Rescale the items below and write out every line again in full, including each item's wording. Multiply each point coordinate in the answers by 0.95 and round it to a whole number, rounding halves up. Leave the numbers in the sample format lines unchanged, and leave out the pictures.

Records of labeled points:
• • • • • • •

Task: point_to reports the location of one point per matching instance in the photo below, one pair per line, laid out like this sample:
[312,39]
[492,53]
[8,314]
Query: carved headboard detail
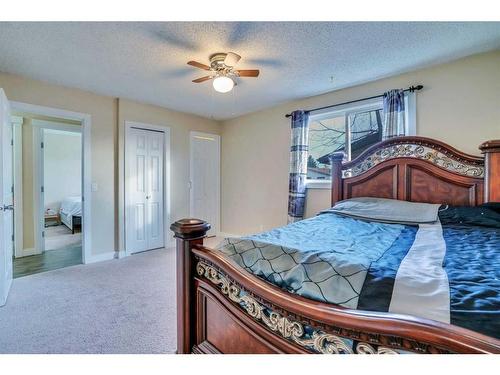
[415,169]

• • • • • • •

[WRITTEN REPLY]
Task: point_to reports the location of one point per matching instance in the photo below, one pair per line, laid out like this sample:
[312,39]
[492,53]
[8,314]
Query: carved headboard detail
[394,161]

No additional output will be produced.